* _DATA LISTING_:
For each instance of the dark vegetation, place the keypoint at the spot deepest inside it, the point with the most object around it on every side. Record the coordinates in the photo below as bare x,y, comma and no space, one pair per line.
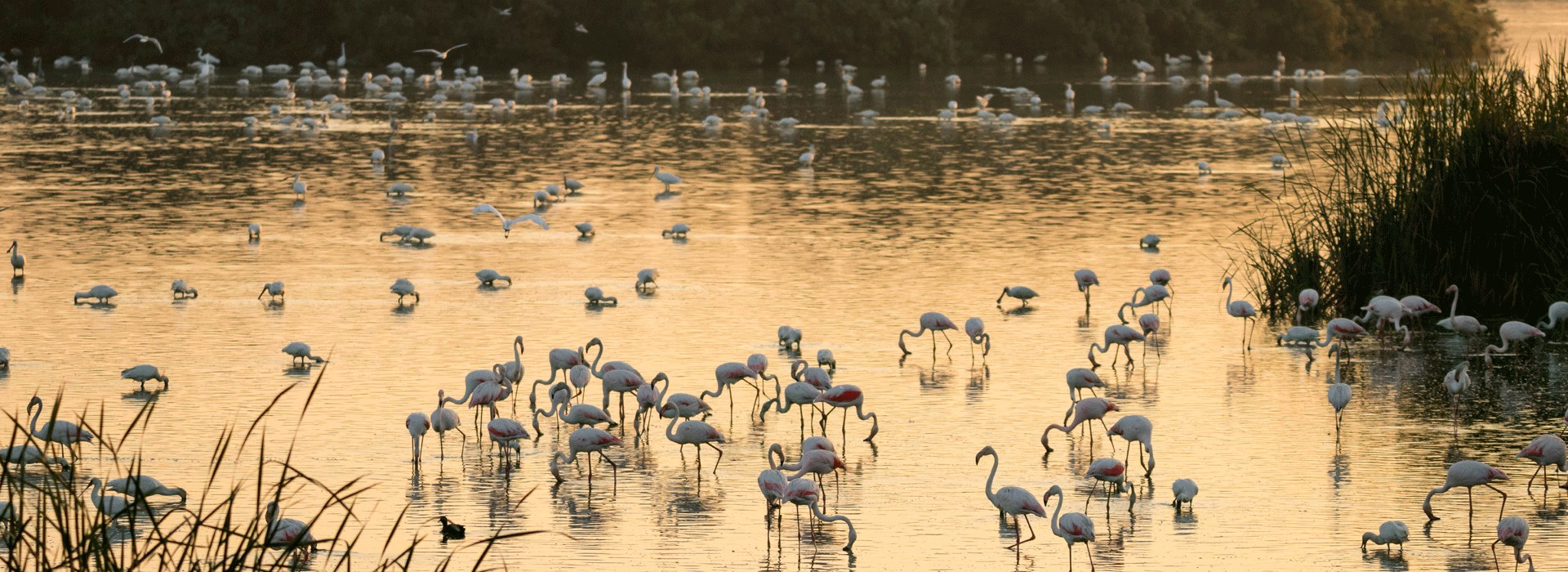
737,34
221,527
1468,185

---

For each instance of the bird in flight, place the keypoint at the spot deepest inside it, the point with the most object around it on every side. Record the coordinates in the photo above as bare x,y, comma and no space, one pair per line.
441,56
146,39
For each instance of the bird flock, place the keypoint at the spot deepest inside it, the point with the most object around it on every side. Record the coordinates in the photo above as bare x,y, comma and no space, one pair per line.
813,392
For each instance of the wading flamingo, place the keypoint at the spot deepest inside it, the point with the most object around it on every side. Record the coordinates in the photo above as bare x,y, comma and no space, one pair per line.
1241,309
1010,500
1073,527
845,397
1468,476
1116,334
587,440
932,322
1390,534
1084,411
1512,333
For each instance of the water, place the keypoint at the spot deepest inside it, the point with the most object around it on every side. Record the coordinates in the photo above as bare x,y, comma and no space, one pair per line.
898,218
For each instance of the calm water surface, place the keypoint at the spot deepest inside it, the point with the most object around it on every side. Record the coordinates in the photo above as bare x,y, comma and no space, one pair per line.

* _EXERCISE GOAL_:
Start with the line above that contains "For each instance of the water, place" and stop after the line that contains "For each instance of the calm". Output those lines exactly, and only those.

* _SOLUTION_:
For each instance of the water, place the keypoint at the spot deepest inside it, the point with the most object around it on every side. Record the coordinates in the photo above as bare x,y, comma and no space, one pair per line.
898,218
For each instance of the calm water surface, place the keypoint at the spot deepest inside it, the point with the most object around it on every side. Record the coordinates in the photo above as bare x,y, comma and no space, one pair per line.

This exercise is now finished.